▸ **Passage to read**:
[Start]

RFC: Adding attribute(nonnull) to things in libc++

This weekend, I got an email from Nuno Lopes informing me that UBSAN now paid attention to attribute(nonnull), and he was having some problems with it going off when using libc++.

I did some investigation, and found that he was exactly right - there were places (deep inside the vector code, for example) which called std::memcpy(null, null, 0) - which is definitely UB.

In an ideal world, our C library would define ::memcpy with the correct annotations, and libc++ would import that into namespace std, and we’d be golden.

But we don’t have a C library - we use whatever is provided by the system we’re running on, so that’s not really an option.

For my testing, I changed libc++'s header:

-using ::memcpy;
+inline _LIBCPP_INLINE_VISIBILITY
+void* memcpy(void* __s1, const void* __s2, size_t __n) attribute((nonnull(1, 2)))
+{ return ::memcpy(__s1, __s2, __n); }

(similarly for memmove and memcmp), and I found several cases of simple code that now UBSAN fires off on:

such as: std::vector v; v.push_back(1);
and : int *p = NULL; std::copy(p,p,p);

This seems fairly useful to me.

I would like to hear other people’s opinions about:

  • Is adding this kind of UB detection something that people want in libc++?

[End]

▸ **Task list**:
(1) Answer these questions about the libc++ proposal, one line each, marked (a), (b) and (c):
(a) Who sent the email about UBSAN and attribute(nonnull)?
(b) What call was found deep inside the vector code?
(c) Besides memcpy, which two functions were changed the same way?
(2) Continue the libc++ proposal from its final line, in the same voice.

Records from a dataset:

[Start]

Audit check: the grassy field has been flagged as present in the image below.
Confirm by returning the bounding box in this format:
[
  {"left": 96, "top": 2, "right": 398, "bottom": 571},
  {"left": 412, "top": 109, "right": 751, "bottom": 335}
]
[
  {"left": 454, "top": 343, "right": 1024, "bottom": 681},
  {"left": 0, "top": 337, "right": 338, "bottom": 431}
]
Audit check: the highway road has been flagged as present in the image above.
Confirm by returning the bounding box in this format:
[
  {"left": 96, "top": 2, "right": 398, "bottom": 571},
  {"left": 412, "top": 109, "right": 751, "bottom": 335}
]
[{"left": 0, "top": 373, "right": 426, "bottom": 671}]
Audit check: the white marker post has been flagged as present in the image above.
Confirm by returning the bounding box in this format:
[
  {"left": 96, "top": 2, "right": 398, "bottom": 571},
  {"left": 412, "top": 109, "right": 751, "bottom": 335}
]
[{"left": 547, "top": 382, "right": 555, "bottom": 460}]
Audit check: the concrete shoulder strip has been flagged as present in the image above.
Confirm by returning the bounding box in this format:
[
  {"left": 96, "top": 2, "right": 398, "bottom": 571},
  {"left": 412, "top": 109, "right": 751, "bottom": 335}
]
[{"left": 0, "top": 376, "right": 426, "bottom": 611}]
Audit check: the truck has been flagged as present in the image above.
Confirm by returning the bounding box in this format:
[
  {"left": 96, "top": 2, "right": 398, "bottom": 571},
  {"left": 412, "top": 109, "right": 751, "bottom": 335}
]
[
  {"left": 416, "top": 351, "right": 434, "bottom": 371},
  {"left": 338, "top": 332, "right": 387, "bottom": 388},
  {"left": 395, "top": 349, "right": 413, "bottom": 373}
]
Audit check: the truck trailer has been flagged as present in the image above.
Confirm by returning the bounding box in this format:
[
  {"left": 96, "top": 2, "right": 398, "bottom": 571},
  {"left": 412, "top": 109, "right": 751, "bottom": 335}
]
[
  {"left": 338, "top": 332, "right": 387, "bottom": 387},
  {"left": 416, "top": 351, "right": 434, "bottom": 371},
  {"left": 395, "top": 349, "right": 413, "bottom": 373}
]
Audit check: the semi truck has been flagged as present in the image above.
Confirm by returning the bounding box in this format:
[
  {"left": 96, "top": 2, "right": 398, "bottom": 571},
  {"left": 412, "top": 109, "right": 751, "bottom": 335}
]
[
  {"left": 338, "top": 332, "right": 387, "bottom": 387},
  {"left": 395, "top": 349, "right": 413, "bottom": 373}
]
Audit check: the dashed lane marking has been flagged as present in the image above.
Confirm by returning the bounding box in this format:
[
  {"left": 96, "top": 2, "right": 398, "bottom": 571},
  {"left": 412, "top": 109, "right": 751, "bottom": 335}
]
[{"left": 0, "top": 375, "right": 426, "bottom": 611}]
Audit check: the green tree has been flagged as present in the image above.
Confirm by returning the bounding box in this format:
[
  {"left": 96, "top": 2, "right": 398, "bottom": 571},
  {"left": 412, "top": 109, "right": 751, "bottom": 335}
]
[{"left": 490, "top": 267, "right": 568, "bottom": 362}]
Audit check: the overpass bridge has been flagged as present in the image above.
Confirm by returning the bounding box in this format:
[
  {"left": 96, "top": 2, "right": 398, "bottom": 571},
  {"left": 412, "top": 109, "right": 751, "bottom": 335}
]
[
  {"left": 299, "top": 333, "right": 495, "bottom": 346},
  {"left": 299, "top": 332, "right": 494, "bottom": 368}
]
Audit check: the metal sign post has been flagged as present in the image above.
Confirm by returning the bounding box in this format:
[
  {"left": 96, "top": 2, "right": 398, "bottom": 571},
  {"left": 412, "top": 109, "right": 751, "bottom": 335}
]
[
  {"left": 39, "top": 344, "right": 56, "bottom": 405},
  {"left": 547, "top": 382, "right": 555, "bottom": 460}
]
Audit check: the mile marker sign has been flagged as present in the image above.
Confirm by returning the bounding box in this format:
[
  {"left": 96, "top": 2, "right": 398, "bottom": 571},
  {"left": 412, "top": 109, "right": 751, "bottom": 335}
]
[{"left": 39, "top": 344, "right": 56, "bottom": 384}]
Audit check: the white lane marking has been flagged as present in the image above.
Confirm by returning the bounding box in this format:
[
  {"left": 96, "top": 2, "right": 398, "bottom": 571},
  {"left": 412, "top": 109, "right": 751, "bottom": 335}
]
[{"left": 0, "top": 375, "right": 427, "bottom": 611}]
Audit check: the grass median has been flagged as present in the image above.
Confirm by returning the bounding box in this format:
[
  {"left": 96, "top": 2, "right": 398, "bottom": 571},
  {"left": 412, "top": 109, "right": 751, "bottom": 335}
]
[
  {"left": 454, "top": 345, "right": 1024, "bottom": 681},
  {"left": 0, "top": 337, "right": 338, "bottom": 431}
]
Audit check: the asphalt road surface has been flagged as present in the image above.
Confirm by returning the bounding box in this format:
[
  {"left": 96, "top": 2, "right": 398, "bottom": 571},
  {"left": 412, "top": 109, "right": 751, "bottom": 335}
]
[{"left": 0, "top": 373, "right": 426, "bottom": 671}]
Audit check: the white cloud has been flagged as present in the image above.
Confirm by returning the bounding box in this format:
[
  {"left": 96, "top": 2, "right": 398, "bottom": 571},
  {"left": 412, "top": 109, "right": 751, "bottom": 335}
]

[End]

▸ **Written answers**:
(1)
(a) Nuno Lopes
(b) std::memcpy(null, null, 0)
(c) memmove and memcmp

(2)
  • What do people think about wrapping the C library functions to enable UBSAN to catch them (this is a separate Q from the first Q, because I can see putting these kind of parameter checks into functions that have no counterpart in the C library). Sadly, this would NOT affect calls to ::memcpy (for example), just std::memcpy.

  • Is that the best way to annotate the declarations? Is there a more portable, standard way to do this (things that start with double underscores worry me). In any case, I would probably wrap this in a macro to support compilers that don’t understand whatever mechanism we end up using.

Thanks

– Marshall

Why should memset / memcpy be attribute nonnull? Is there standardese that supports that?

The generic entry text of the standard section. IMO this is a standard
bug and someone should *please* get it fixed. It is ridiculous that zero
sized operations are considered UB.

Joerg

That would require a change to the C standard, and, as far as I know, there
are no current plans to issue a revised C standard.

I *suppose* that we could change it in the C++ standard, but I doubt that
there would be any support on the committee for making std::memcpy
different from ::memcpy.

-- Marshall

P.S. recent gcc (at least 4.8.x and later) make optimizations based on
this UB (i.e, if you pass a pointer to memcpy, then it can't be NULL).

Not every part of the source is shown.